Point labeling dataset excerpts
· · ·

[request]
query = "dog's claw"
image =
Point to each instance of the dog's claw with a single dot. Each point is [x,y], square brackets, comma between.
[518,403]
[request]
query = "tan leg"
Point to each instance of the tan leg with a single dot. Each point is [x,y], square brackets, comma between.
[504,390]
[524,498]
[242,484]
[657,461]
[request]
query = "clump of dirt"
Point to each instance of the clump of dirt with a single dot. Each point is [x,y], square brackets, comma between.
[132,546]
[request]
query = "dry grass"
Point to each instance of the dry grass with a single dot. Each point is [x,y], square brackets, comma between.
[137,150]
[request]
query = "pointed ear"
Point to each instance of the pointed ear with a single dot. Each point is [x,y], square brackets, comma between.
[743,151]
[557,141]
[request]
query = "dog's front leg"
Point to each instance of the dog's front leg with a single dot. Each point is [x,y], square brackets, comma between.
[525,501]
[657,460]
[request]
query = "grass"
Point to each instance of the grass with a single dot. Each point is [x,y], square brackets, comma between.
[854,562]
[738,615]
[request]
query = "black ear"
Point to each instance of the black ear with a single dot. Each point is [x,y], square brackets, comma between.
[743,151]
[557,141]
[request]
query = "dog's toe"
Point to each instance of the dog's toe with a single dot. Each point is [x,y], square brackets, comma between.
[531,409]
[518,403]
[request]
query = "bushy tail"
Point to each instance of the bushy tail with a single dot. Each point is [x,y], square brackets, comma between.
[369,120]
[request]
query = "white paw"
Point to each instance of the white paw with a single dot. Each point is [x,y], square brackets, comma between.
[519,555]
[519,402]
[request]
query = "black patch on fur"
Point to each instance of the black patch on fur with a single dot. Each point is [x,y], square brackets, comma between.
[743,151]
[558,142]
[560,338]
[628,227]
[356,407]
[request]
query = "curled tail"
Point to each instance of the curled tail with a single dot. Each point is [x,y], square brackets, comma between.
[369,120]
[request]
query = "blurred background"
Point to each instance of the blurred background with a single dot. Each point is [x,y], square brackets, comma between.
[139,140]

· · ·

— SHORT TASK —
Without leaving anything out, give the entries again exactly.

— THE REPLY —
[request]
query = "dog's claw"
image =
Point to each instance of the dog's claw with a single dot. Each point is [x,y], square brackets, comma between.
[518,403]
[request]
query = "tan leg"
Point to each instance of the tan leg with a single dot. Each point is [x,y], square brackets, comma between.
[504,390]
[524,498]
[242,484]
[657,461]
[request]
query = "clump of dirt"
Point to each instance of the clump of dirt with a single dot. Each point is [x,y], square brackets, comma between.
[132,546]
[request]
query = "dry grass"
Point to each instance of the dry grass with a single dot. Each point is [x,y], square brackets, comma between.
[137,150]
[request]
query = "pointed ear"
Point to each instance of the pointed ear with a single dot. Each point is [x,y], square brackets, comma between.
[743,151]
[557,141]
[request]
query = "dog's front leg"
Point to each instance of the dog's front leg with a single dot. Each point is [x,y], square brackets, comma between.
[525,501]
[657,460]
[request]
query = "grass"
Point to each instance of the grass with a single dot. Each point is [x,y], square brackets, comma between.
[854,562]
[738,615]
[request]
query = "black ear"
Point to each instance of the black ear with a single dot. Each point is [x,y], square brackets, comma between.
[743,151]
[557,141]
[request]
query = "dog's toe"
Point to each instance of the dog's toe with a single dot. Each point is [x,y], square brackets, comma between.
[531,409]
[518,403]
[request]
query = "bushy tail"
Point to each instance of the bushy tail with a single dot. Each point is [x,y], square brackets, comma between.
[369,120]
[request]
query = "white paw"
Point to each instance of the white paw with a single dot. Each point is [x,y], square brackets, comma between.
[519,555]
[519,402]
[request]
query = "black patch on fur"
Point to each instance of the black patch on fur with a single dot. Each point is [x,y], square brackets, comma between.
[743,151]
[558,142]
[560,338]
[628,227]
[356,407]
[request]
query = "curled tail"
Point to each instance of the curled tail with a single dot. Each point is [x,y], square brackets, comma between.
[369,120]
[request]
query = "blurred background"
Point to each instance of the blurred background with a single dot. Each point is [x,y], square brackets, comma between.
[139,140]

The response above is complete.